---- Given data

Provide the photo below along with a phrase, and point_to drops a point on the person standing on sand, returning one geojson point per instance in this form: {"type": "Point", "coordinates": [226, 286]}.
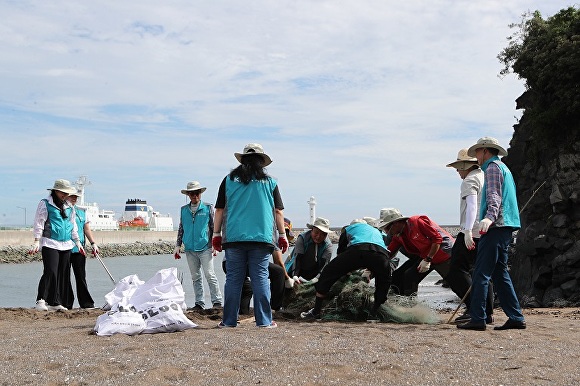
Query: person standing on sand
{"type": "Point", "coordinates": [464, 249]}
{"type": "Point", "coordinates": [312, 251]}
{"type": "Point", "coordinates": [360, 246]}
{"type": "Point", "coordinates": [195, 227]}
{"type": "Point", "coordinates": [55, 234]}
{"type": "Point", "coordinates": [78, 260]}
{"type": "Point", "coordinates": [249, 209]}
{"type": "Point", "coordinates": [498, 218]}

--------

### Directive
Lay out every line of the rows above as a numbered list, skipping blank lines. Leave the pictures out.

### Reply
1. Provide the photo below along with a phrase, and point_to drops a point on the person standing on sand, returning one geojson point per instance in this form: {"type": "Point", "coordinates": [226, 286]}.
2. Query: person standing on sand
3. {"type": "Point", "coordinates": [464, 249]}
4. {"type": "Point", "coordinates": [312, 251]}
5. {"type": "Point", "coordinates": [360, 246]}
6. {"type": "Point", "coordinates": [195, 227]}
7. {"type": "Point", "coordinates": [55, 234]}
8. {"type": "Point", "coordinates": [78, 260]}
9. {"type": "Point", "coordinates": [249, 209]}
10. {"type": "Point", "coordinates": [498, 218]}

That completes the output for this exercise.